> [EXERCISE AIM]:
Quote exactly the lines spanning from the top of the data below to the line that contains "Report x and y for each instance of the smoke", including both.

[Point-per-instance localization data]

== Segment start ==

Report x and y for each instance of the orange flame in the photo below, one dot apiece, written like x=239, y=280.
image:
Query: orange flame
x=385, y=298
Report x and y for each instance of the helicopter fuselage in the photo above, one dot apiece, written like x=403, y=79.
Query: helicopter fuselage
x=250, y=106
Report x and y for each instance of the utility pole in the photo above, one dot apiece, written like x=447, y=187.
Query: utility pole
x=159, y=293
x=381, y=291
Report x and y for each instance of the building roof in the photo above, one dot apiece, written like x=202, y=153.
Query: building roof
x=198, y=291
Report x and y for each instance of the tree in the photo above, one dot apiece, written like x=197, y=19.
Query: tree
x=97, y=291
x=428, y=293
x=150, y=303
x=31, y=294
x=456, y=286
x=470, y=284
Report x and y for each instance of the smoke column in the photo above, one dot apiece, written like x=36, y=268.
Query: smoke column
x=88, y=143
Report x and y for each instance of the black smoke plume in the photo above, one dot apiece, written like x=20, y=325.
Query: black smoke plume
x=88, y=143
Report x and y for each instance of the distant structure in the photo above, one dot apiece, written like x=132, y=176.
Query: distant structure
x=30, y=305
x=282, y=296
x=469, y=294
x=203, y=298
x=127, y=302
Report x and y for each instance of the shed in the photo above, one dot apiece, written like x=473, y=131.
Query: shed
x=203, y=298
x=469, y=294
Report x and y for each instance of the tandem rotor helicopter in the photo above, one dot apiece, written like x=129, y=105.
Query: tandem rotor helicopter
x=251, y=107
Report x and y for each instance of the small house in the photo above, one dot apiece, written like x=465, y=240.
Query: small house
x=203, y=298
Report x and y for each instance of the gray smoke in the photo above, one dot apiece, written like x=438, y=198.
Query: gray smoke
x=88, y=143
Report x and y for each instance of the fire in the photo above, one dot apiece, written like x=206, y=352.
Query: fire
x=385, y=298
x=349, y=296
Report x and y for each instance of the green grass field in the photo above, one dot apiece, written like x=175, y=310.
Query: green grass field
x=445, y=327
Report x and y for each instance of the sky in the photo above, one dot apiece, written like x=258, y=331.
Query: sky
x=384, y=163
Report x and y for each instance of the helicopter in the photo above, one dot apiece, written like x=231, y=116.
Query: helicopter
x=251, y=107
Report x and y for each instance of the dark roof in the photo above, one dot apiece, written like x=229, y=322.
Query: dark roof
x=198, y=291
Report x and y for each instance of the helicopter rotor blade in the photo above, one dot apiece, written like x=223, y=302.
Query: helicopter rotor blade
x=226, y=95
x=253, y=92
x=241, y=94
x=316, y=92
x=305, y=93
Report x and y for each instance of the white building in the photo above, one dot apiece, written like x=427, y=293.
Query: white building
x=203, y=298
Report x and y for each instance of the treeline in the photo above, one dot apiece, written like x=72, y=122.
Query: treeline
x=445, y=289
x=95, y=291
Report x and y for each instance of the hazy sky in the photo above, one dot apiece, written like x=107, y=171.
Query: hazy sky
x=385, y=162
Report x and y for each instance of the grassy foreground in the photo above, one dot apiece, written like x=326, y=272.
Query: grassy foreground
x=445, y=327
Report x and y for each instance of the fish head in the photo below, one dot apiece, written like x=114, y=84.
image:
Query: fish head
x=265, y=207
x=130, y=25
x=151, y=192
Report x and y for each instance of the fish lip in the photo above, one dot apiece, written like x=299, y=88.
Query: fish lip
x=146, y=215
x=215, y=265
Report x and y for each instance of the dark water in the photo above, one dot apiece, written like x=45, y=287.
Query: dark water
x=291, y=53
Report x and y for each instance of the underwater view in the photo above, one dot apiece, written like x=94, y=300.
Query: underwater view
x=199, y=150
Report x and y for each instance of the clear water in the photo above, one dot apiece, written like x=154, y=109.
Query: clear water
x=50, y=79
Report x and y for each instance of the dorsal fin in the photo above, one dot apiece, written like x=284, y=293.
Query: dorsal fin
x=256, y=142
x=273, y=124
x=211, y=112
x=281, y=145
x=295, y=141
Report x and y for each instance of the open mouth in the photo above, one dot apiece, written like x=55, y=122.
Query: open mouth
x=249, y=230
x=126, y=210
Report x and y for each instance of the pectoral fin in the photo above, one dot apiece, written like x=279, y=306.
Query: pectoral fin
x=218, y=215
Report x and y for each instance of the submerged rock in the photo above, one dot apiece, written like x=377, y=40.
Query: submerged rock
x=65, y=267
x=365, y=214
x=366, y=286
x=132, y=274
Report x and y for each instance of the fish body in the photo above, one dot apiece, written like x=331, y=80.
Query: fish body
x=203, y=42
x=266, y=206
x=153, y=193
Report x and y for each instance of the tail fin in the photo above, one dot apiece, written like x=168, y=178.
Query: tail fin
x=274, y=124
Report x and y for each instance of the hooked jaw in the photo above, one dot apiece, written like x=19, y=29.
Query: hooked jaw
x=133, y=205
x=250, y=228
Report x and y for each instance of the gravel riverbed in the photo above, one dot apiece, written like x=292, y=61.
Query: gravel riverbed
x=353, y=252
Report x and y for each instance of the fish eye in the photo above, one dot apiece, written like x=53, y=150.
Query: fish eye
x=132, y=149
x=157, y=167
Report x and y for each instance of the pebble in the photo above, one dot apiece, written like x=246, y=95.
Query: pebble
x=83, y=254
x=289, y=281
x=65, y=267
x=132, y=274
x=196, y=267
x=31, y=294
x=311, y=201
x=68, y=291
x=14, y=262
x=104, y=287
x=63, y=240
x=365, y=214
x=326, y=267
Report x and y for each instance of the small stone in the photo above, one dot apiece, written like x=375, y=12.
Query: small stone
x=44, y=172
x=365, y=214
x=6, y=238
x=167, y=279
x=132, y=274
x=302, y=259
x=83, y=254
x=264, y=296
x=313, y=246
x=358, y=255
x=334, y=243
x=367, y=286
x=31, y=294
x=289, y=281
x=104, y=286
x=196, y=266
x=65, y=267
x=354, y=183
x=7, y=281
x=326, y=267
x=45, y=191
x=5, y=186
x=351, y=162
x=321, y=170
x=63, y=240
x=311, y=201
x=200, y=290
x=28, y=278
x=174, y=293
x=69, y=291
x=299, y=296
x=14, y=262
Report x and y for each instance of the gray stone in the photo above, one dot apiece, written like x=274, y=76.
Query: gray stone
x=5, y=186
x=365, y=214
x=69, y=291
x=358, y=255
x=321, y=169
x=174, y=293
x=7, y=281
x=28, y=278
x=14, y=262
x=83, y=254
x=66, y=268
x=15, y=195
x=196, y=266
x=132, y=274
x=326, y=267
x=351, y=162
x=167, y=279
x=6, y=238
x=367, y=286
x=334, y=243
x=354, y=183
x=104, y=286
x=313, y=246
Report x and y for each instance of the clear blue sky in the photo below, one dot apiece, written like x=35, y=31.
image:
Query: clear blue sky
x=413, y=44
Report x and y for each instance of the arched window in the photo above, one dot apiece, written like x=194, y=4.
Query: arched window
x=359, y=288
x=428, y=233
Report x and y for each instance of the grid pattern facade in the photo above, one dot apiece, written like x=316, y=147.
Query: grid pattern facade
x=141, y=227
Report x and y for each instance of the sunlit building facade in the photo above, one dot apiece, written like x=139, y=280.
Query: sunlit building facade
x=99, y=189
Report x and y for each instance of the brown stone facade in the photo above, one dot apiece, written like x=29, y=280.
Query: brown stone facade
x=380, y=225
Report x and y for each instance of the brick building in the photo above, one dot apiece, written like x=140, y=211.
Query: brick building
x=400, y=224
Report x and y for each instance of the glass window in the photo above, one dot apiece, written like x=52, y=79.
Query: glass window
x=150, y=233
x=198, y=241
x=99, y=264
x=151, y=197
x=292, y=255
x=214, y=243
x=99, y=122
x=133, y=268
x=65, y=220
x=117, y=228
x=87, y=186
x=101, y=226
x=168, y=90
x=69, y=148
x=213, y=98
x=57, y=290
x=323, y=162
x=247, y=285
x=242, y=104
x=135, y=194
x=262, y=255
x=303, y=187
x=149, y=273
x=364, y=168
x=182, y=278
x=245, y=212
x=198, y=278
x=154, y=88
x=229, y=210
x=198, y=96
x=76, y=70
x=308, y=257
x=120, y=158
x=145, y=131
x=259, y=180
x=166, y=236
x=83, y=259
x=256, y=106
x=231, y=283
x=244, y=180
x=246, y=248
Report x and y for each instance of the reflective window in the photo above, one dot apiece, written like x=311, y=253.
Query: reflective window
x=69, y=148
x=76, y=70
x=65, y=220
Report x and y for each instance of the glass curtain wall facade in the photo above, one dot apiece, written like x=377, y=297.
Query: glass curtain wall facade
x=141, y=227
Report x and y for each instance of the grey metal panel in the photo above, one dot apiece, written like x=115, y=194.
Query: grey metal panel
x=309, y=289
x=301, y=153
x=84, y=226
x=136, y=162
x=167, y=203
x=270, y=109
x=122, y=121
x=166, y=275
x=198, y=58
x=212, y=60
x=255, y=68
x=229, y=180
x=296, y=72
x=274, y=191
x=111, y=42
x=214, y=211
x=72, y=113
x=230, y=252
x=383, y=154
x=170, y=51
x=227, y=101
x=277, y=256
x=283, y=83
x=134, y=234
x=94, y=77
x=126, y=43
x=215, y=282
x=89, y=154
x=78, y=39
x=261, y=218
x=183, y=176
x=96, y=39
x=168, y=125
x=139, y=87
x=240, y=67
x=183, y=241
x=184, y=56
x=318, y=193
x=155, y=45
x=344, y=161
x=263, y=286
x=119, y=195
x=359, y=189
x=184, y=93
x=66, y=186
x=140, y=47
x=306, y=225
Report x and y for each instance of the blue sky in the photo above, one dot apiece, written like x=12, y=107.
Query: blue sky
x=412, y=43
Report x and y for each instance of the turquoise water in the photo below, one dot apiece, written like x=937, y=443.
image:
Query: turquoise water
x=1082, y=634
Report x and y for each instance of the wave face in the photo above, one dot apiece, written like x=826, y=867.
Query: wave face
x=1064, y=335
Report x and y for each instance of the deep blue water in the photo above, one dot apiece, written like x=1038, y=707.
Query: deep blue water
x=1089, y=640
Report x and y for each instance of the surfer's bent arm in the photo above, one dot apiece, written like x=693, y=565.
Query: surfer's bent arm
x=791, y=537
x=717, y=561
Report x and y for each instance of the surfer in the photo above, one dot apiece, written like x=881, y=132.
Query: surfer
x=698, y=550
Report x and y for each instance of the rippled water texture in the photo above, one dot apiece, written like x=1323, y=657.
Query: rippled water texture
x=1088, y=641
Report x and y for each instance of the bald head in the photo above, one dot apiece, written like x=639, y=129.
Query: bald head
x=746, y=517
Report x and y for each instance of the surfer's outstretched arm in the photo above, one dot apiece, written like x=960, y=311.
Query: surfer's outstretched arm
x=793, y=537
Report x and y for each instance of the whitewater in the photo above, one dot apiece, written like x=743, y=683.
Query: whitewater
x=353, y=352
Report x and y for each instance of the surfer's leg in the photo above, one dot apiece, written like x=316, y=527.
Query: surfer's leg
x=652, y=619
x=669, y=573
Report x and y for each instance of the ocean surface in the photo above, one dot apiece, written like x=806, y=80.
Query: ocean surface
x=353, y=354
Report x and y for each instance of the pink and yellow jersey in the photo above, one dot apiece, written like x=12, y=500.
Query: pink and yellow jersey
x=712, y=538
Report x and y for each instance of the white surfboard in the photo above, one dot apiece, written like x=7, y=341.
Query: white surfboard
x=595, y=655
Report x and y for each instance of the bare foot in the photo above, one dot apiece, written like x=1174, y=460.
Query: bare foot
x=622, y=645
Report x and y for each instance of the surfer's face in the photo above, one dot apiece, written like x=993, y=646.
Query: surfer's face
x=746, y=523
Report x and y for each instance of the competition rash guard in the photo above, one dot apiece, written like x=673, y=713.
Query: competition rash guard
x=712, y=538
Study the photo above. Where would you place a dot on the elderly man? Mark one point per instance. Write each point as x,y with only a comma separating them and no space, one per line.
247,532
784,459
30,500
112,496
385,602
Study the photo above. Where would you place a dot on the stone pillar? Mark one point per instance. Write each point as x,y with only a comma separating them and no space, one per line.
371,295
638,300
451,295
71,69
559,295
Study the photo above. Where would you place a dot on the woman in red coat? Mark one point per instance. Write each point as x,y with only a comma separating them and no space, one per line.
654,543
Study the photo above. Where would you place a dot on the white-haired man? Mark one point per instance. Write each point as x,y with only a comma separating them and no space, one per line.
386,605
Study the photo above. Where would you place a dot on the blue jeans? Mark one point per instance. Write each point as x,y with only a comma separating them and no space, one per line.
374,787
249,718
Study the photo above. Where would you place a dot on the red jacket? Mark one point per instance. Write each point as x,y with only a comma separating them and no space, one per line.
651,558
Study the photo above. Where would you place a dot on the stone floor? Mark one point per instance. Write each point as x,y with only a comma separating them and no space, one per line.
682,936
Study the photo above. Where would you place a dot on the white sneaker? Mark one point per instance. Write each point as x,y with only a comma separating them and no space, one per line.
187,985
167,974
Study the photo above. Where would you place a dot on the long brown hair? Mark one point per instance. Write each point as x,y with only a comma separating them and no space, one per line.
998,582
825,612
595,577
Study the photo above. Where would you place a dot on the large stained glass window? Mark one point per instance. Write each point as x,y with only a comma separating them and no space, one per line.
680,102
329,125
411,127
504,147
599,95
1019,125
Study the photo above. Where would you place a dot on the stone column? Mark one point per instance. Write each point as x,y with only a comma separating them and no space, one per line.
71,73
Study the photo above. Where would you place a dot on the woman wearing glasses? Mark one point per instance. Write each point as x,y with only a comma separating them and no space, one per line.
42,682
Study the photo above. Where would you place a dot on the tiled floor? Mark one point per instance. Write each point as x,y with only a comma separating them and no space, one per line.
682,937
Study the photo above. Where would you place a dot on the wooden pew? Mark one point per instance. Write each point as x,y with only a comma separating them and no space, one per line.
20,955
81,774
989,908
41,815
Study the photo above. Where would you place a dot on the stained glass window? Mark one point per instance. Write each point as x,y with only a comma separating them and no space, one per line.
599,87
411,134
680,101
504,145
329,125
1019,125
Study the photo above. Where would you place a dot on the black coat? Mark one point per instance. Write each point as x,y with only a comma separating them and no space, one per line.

== Segment end ==

> [REPLY TO THE EXERCISE]:
Report x and y for each instance of the orange flame in the photo below, one dot apiece, written like x=239, y=280.
image:
Query: orange flame
x=385, y=298
Report x and y for each instance of the helicopter fuselage in the photo above, one dot apiece, written like x=403, y=79.
Query: helicopter fuselage
x=250, y=106
Report x and y for each instance of the utility pole in the photo above, one dot apiece, written like x=447, y=187.
Query: utility pole
x=159, y=293
x=381, y=291
Report x and y for each instance of the building roof in the photo above, one dot apiece, written like x=202, y=153.
Query: building roof
x=198, y=291
Report x and y for each instance of the tree in the photo above, one dot apiece, written like x=197, y=19.
Query: tree
x=97, y=291
x=428, y=293
x=150, y=303
x=31, y=294
x=456, y=286
x=470, y=284
Report x and y for each instance of the smoke column in the photo above, one dot apiece, written like x=36, y=268.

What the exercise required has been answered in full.